(Segmentation dataset records)
_ _ _ _

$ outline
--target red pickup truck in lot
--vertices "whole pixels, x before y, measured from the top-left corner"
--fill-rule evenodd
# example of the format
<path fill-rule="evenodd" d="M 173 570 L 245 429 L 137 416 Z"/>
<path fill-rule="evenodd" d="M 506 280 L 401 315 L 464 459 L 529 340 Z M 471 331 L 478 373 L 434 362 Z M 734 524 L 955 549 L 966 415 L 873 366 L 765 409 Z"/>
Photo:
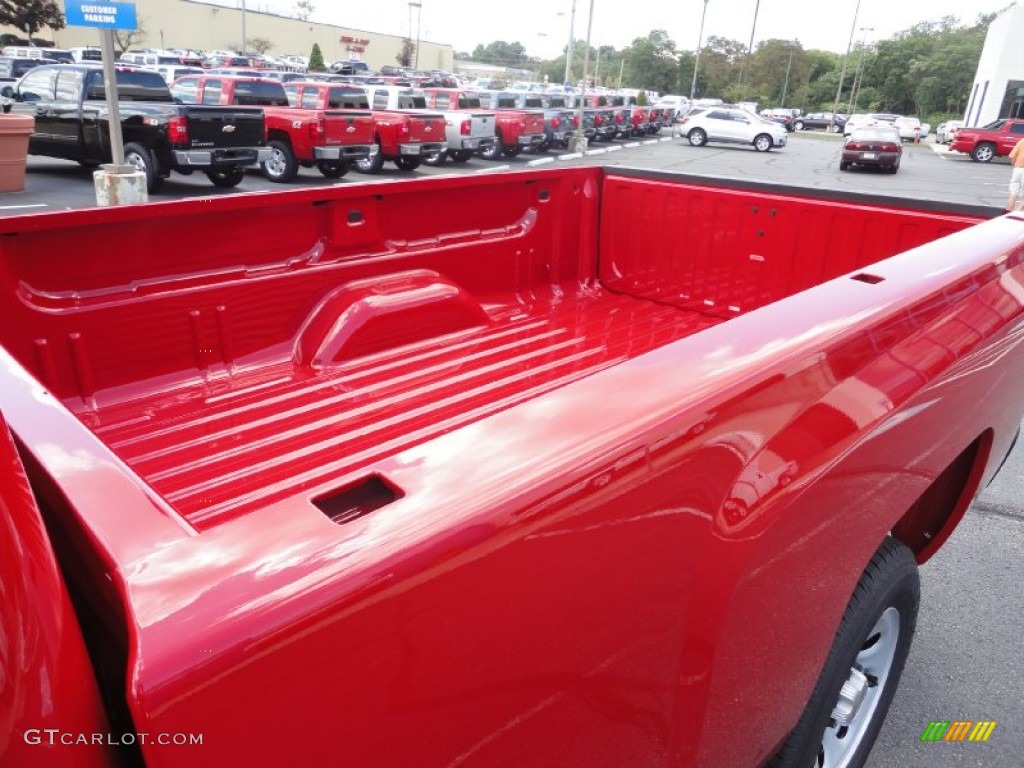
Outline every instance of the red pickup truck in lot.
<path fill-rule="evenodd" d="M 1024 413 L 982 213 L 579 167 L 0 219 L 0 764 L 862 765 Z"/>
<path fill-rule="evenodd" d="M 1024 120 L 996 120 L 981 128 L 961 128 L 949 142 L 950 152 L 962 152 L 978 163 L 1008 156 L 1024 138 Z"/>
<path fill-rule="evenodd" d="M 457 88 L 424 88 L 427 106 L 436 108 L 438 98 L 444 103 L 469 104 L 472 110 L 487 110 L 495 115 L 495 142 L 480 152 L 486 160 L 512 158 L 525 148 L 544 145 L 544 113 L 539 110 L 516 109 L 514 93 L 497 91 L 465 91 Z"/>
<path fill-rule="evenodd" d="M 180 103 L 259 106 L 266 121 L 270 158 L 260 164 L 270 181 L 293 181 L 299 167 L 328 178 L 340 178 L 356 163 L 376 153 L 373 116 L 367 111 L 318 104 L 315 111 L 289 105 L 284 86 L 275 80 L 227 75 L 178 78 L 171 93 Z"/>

_ _ _ _

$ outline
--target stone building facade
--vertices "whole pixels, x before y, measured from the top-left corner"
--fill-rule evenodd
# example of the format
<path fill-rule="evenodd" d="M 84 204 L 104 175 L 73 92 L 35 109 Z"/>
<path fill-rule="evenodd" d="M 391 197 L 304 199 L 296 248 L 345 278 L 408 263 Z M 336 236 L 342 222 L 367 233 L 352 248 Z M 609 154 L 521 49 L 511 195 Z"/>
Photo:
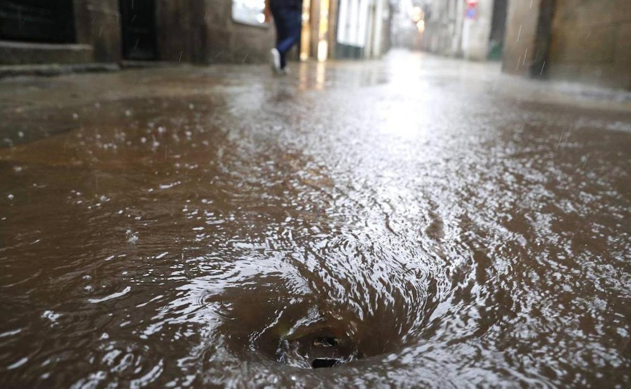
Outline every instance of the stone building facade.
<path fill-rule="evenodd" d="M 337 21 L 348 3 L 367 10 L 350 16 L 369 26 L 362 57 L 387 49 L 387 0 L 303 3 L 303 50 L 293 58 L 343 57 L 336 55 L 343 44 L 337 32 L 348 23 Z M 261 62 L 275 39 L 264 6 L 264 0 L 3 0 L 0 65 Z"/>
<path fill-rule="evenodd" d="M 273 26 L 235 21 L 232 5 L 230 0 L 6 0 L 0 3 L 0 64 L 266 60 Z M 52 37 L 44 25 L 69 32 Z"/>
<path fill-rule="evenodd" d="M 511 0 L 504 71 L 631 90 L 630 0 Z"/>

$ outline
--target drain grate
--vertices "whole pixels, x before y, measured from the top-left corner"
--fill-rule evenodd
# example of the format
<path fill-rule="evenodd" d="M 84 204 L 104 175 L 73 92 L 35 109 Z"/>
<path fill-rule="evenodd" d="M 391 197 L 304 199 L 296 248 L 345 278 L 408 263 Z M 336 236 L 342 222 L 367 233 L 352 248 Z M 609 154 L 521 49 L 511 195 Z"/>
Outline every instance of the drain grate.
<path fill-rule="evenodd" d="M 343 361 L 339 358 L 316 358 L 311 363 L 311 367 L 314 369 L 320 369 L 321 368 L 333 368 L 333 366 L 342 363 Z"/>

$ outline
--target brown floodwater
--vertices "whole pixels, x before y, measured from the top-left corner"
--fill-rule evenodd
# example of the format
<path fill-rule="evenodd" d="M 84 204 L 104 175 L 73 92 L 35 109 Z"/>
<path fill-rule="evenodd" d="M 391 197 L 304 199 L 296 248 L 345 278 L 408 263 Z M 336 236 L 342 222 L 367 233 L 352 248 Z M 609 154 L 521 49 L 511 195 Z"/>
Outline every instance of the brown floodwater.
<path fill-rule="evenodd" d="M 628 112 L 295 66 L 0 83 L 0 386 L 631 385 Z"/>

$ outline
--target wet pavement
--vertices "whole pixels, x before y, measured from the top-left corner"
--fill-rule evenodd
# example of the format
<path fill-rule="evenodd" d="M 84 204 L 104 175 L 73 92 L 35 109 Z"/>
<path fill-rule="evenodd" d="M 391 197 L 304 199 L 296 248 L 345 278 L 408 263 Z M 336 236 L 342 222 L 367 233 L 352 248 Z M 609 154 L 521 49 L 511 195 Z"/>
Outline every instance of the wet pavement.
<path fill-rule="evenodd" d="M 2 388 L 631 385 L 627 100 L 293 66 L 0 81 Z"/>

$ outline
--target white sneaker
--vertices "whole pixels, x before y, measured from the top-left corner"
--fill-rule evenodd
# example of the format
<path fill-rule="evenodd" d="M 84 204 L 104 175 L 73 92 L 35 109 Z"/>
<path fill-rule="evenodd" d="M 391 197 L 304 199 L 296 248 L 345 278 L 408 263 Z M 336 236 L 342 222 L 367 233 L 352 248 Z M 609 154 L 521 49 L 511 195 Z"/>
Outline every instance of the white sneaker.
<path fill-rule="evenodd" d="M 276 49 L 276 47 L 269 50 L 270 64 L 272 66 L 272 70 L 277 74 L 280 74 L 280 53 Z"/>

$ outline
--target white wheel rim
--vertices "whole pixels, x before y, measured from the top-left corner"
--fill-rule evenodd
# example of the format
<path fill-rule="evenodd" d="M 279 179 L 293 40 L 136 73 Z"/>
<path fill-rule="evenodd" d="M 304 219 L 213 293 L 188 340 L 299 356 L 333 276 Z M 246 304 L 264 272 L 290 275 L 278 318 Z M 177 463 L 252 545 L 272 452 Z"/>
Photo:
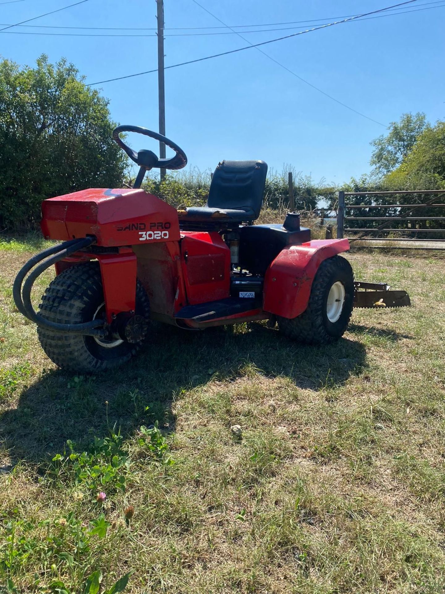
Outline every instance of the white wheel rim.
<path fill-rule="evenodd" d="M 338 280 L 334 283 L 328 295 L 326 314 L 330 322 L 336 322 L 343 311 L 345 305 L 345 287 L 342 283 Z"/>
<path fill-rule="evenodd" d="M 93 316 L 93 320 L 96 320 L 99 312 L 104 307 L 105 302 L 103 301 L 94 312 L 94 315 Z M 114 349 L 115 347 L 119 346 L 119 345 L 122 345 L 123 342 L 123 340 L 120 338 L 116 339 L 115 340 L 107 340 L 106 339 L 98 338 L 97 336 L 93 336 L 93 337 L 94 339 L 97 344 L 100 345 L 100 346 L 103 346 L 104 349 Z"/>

_ _ _ _

From the material above, copy out every line that contains the word "floodwater", matching case exactly.

■ Solved problem:
--target brown floodwater
Outline every instance of the brown floodwater.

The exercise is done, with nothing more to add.